=== Stated goal ===
Return each line from the items below that contains the word "foliage".

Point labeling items
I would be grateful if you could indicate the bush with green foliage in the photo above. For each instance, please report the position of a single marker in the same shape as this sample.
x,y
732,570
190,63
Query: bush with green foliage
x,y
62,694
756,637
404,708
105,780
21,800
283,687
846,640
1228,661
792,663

---

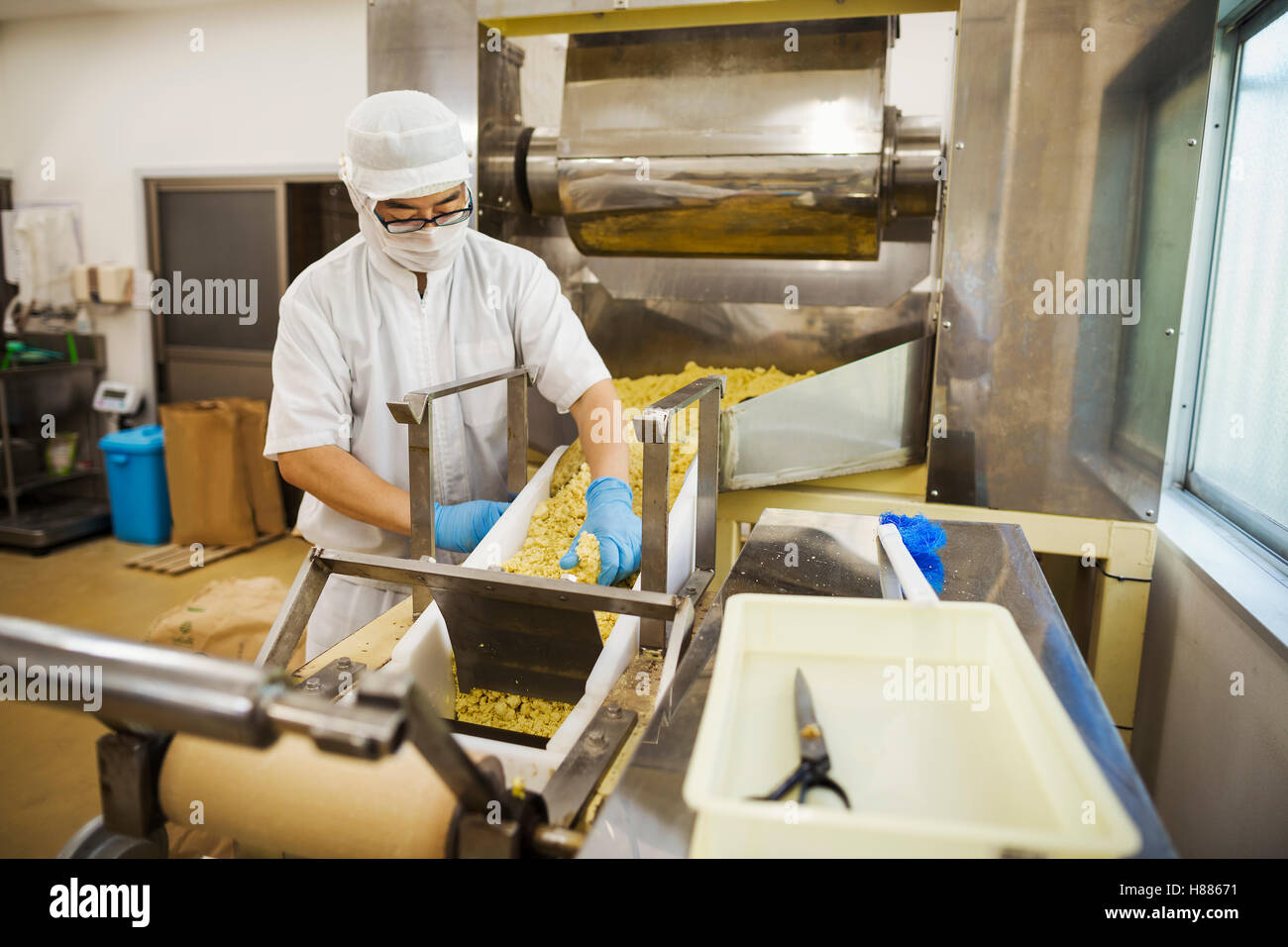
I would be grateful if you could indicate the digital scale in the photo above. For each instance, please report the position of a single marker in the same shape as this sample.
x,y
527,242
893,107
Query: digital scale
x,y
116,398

=== The answer ===
I would be grateful if you could indicate the bush with green foliage in the photo above. For each instance, please report the position of a single marker in the same shape as this sample.
Query: bush with green foliage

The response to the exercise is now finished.